(Collected data)
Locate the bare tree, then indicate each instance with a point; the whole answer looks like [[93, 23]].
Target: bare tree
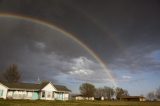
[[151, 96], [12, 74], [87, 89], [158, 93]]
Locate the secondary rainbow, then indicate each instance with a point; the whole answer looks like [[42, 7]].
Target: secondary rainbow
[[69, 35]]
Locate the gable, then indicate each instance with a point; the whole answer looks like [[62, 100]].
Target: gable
---
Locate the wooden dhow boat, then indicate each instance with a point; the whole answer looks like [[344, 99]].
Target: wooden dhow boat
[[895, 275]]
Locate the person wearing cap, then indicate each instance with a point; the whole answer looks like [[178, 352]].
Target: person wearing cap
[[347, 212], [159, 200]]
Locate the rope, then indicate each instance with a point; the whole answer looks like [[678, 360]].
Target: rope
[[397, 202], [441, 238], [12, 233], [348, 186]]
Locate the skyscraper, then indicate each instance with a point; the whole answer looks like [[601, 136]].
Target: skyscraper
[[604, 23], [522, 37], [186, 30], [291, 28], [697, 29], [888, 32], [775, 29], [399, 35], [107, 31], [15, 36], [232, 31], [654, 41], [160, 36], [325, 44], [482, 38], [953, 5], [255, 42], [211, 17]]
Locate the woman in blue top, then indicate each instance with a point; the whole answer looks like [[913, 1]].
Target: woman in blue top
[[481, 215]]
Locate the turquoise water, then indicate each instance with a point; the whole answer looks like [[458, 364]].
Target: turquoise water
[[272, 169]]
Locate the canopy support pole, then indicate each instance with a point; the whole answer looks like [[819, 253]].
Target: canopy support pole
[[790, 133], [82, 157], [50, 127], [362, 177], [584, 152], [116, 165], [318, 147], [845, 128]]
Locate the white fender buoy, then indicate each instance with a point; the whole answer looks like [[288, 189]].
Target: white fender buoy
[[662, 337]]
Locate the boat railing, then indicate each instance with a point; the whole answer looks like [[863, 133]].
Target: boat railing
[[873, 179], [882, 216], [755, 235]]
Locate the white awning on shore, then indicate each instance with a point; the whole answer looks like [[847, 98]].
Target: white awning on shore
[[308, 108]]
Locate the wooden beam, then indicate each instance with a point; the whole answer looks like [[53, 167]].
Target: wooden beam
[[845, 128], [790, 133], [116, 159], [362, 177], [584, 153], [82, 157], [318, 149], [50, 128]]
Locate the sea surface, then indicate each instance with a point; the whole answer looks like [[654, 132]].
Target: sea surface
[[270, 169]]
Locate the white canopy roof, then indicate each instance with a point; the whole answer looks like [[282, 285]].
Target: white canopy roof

(Exercise requirements) Render the data between the lines holding "Locate the wooden dhow" and "42], [211, 17]]", inclusive, as a two-column CSV with the header text,answer. Give one row per item: the full wording before its points goes in text and the points go in answer, with each field quoted and every line break replaced by a space.

(Output)
text,answer
"Locate the wooden dhow boat, then indicate each instance with a point; the whole answer looks like [[344, 99]]. Target: wooden dhow boat","[[895, 275]]"
"Locate the person wearing cap, then indicate each instance with a point; the whole answer looks like [[178, 352]]. Target: person wearing cap","[[347, 212], [159, 200]]"
"Locate the rope, then indicate each instance with a point; the whole answer looks like [[678, 360]]. Target: rope","[[397, 202], [441, 238], [12, 233], [348, 186]]"
"Locate the skyscraper, then indicate each instance with a point; the whole answer looks like [[601, 136]]. Target: skyscraper","[[604, 23], [522, 37], [186, 30], [291, 28], [697, 29], [888, 32], [775, 29], [399, 35], [107, 31], [15, 36], [232, 31], [654, 41], [160, 36], [325, 44], [482, 38], [953, 5], [255, 42], [211, 17]]"